Die aktu­ellen Höchst­ge­bote von 5,357 Milli­arden Euro haben die Erwar­tungen verschie­dener "Experten" deut­lich über­troffen. Diese hatten Einnahmen von etwa drei bis fünf Milli­arden Euro erwartet. In den voran­ge­gangen großen Mobil­funk­auk­tionen wurden 5,08 Milli­arden Euro (2010) bezie­hungs­weise 4,39 Milli­arden Euro (2015) erlöst.

Vor 19 Jahren: 50 Milli­arden

Bei der ersten großen "UMTS"-Auktion im Jahr 2000 waren es noch gut 50 Milli­arden Euro (100 Milli­arden DM) gewesen. Von den sechs dama­ligen Lizenz­ge­win­nern mussten zwei (Mobilcom-Multi­media und "Group 3G" unter Telefónica-Sonera später "Quam") ziem­lich schnell "aufgeben". Danach hatte sich die rest­liche Branche hoch verschuldet und in der Folge viel zu wenig Geld für einen umfas­senden Ausbau übrig - die Funk­lö­cher von damals bestehen bis heute.

Die hohen Schulden aus der UMTS-Auktion waren lang­fristig auch der Auslöser einer bei vielen preis­sen­si­blen Kunden bis heute nicht durch­ge­hend akzep­tierten Fusion von E-Plus und o2.

Kurze Übung: Nenne alle Jahreszahlen, die im Auszug über die Mobilfunkauktionen in Ziffern stehen. Die Datensätze spielen dabei keine Rolle.

Rohe Datensätze:

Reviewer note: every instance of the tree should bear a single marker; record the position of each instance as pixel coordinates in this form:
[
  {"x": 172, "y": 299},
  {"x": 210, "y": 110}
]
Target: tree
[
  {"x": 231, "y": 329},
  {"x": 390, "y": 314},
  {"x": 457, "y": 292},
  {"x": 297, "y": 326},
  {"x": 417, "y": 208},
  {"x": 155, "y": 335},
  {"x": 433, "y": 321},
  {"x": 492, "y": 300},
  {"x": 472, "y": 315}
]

Lösung der Übung: 2010, 2015, 2000